Hay una forma sencilla de probar esto: cerrar con los dedos la nariz cuando comemos. Probad a meter el alimento más sápido que se os ocurra en la boca, pimienta, chocolate, limón o cualquier otro con la nariz tapada; comprobaréis que interrumpiendo la circulación del aire, las moléculas del olor son bloqueadas y se corta la percepción del sabor. Parece increíble pero es imposible percibir el sabor de lo que tenéis en la boca.

El gusto es mío. Dejando de lado a las personas fumadoras y a las medicadas, es una creencia común que hay personas con un sentido del gusto más desarrollado que otras. En tiempos en los que la frenología creía ser capaz de decirnos el carácter y los rasgos de nuestra personalidad, así como de determinar las tendencias criminales basándose en la forma del cráneo y la disposición de las facciones, no es de extrañar que nuestro apreciado gastrónomo Brillat-Savarin afirmara que «si hay individuos que, evidentemente, han venido al mundo para ver mal, andar mal y oír mal, porque son miopes, cojos o sordos, ¿por qué no ha de haber otros que estén predispuestos a experimentar especialmente ciertas clases de sensaciones?». Así pues, en su opinión, «los predestinados a la gourmandise [gourmets], en general, son de estatura mediana; tienen la faz redonda o cuadrada, los ojos brillantes, la frente pequeña, la nariz corta, los labios carnosos y el mentón redondeado. Las mujeres son robustas, más lindas que hermosas y con alguna tendencia a la obesidad».

Pese a que, evidentemente, Brillat-Savarin estaba equivocado de medio a medio, con los años, la comunidad científica pudo confirmar que sí hay personas con un sentido del gusto mayor que otras y, para no variar, lo hizo por accidente. Como dice en la serie “The Big Bang Theory” el personaje de Amy Farrah Fowler: “En neurología siempre encontramos cosas en una parte del cerebro cuando creíamos que estaba en otra” (T7xE6).

* [Consigna 1]
Según el texto sobre el sentido del gusto, ¿de qué estatura son, en general, los predestinados a la gourmandise en opinión de Brillat-Savarin?
* [Consigna 2]
Escribe la continuación del texto sobre el sentido del gusto a partir de su última oración.
Las líneas que siguen proceden de otra fuente.

* [Registros proporcionados]
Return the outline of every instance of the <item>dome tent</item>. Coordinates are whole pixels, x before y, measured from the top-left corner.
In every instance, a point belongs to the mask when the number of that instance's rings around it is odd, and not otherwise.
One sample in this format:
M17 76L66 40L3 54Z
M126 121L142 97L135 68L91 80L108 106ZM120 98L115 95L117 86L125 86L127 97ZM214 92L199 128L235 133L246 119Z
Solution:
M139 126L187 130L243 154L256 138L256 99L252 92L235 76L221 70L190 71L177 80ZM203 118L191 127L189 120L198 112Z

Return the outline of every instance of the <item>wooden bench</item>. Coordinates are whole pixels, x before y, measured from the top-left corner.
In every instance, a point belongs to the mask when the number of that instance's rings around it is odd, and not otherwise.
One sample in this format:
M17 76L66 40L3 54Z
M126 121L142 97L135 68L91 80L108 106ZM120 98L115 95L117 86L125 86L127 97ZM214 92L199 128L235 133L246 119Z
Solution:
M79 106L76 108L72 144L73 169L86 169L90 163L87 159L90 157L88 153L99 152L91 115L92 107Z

...

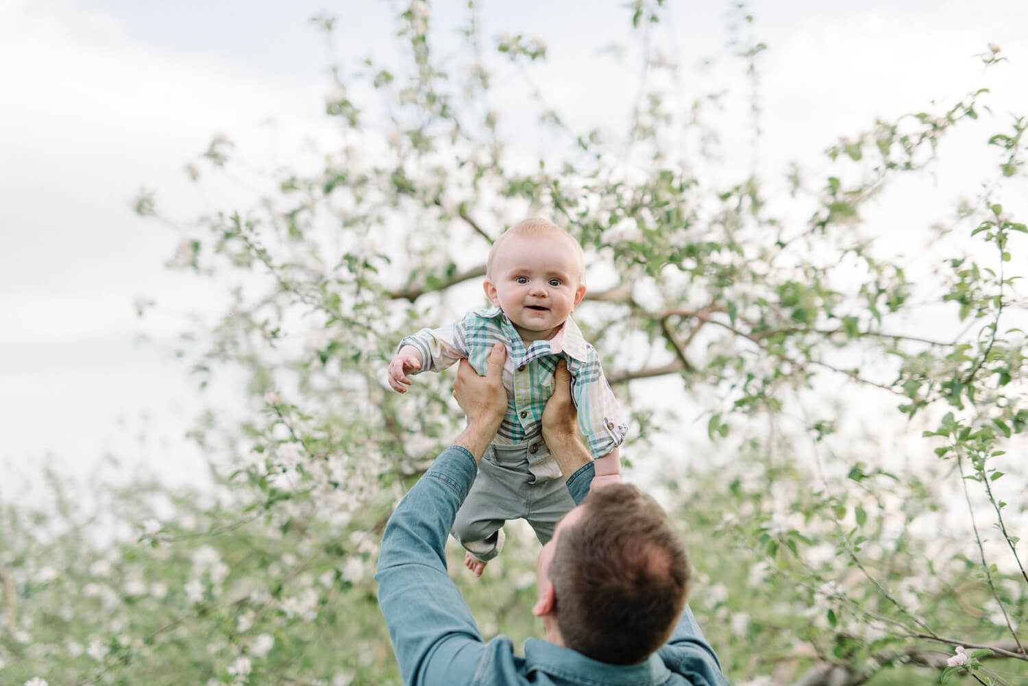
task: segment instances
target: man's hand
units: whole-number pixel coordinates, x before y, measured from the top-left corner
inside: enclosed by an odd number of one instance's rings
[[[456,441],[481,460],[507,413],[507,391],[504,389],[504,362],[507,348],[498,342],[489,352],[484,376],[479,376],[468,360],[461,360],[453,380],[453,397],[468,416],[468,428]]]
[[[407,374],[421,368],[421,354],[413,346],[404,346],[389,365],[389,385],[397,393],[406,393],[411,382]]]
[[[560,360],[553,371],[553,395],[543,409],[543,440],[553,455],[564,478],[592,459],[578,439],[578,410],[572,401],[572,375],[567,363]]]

* [Resultado 1]
De estatura mediana.

* [Resultado 2]
Supergustadores. En 1931, en el laboratorio de la empresa Dupont, Arthur Fox tuvo un accidente mientras manipulaba una sustancia en polvo llamada feniltiocarbamida (PTC) y la esparció por el aire del laboratorio para fastidio general. Pero, mientras la mayoría de químicos solo percibió el polvo, su compañero el doctor Noller mostró su desagrado por el insoportable amargor del PTC, mostrando por la vía de los hechos que, como mínimo, había dos tipos de personas en lo tocante a esta aptitud. Esta marcada diferencia entre individuos animó los estudios sobre la capacidad de reconocimiento del PTC hasta que, en 1991, la comunidad científica acuñó el término supergustadores para referirse a las personas que aprecian la concentración del PTC o, de su hermano menos tóxico, el 6-n-propiltiouracilo (PROP). Por ofrecer algunos datos, digamos que, en la población estadounidense, hay un 25% de supergustadores, un 50% de gustadores intermedios y un 25% de gustadores nulos y que las proporciones varían según otros factores: hay un mayor número de supergustadores entre las mujeres y entre las personas originarias de Asia, África y América del Sur.

El conocimiento de la diversa capacidad humana para detectar sabores ha desencadenado todo tipo de hipótesis con implicaciones profundas. Sin minusvalorar la importancia de los factores culturales o educacionales, ha puesto sobre la mesa que existe una relación entre nuestras características fisiológicas y nuestras preferencias gastronómicas. Aunque todavía falte mucho por estudiar, esta cadena de descubrimientos a cambiado la forma que tenemos de entender los hábitos alimentarios y, dado que la dieta está directamente relacionada con factores de riesgo en diversas enfermedades, tiene una gran importancia investigar todas las posibilidades.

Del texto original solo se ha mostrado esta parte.